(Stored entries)
= = = =
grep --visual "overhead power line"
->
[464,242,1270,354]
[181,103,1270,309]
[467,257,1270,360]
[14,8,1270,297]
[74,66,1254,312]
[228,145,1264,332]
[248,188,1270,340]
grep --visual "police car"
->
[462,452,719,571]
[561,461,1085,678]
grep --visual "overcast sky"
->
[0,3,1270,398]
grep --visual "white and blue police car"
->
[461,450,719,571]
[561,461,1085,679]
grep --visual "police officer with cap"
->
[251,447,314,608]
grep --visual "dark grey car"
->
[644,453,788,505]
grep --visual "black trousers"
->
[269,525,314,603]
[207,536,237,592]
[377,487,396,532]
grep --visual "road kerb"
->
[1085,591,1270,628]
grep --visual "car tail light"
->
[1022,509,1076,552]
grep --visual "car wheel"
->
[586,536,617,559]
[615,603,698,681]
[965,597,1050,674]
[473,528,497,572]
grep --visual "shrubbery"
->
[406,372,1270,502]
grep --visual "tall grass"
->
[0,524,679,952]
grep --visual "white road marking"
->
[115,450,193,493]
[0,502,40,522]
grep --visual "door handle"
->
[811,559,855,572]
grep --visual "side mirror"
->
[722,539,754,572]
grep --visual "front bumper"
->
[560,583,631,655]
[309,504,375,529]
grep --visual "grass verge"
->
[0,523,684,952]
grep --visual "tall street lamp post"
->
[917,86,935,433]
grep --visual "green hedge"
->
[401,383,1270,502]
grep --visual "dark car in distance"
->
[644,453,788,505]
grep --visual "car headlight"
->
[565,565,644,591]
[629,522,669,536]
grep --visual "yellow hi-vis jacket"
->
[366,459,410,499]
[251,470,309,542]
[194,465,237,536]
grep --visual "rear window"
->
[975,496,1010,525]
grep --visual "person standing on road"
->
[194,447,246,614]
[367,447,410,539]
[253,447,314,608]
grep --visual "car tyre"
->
= = = =
- [THE TASK] Write out all of the material above line for line, with no changes.

- [ANSWER TO THE EXERCISE]
grep --visual "overhead power line"
->
[464,242,1270,354]
[181,103,1270,309]
[467,257,1270,360]
[14,8,1270,297]
[74,66,1254,312]
[228,145,1264,332]
[248,188,1270,340]
grep --visual "police car"
->
[462,452,719,571]
[561,461,1085,678]
grep --visual "overcast sky"
->
[0,3,1270,398]
grep --visual "white and blue police car"
->
[461,450,719,571]
[561,461,1085,679]
grep --visual "police officer with cap"
->
[251,447,314,608]
grep --visual "dark grey car"
->
[644,453,788,505]
grep --visual "black trousers"
->
[269,525,314,603]
[207,536,237,592]
[377,487,396,532]
grep --visual "road kerb"
->
[1085,591,1270,628]
grep --visual "car tail light"
->
[1022,509,1076,552]
grep --visual "car wheel"
->
[586,536,617,559]
[615,603,698,681]
[965,597,1050,674]
[473,528,497,572]
grep --visual "shrubbery"
->
[406,372,1270,502]
grep --visual "tall grass"
->
[0,524,679,952]
grep --visual "white road marking"
->
[115,450,193,493]
[0,502,40,522]
grep --visual "door handle"
->
[811,559,855,572]
grep --visual "side mirror"
->
[722,539,754,572]
grep --visual "front bumper"
->
[560,583,631,655]
[309,504,375,529]
grep --visual "grass verge"
->
[0,523,684,952]
grep --visual "tall street lamp post"
->
[917,86,935,433]
grep --visual "green hedge"
->
[401,383,1270,502]
grep --visual "dark car in distance"
->
[644,453,788,505]
grep --visual "car headlight"
->
[565,565,644,591]
[629,522,669,536]
grep --visual "yellow hi-vis jacket"
->
[366,459,410,499]
[251,470,309,542]
[194,465,237,536]
grep --visual "rear window"
->
[975,496,1010,525]
grep --visual "person standing on road"
->
[194,447,246,614]
[367,447,410,539]
[253,447,314,608]
grep --visual "car tyre"
->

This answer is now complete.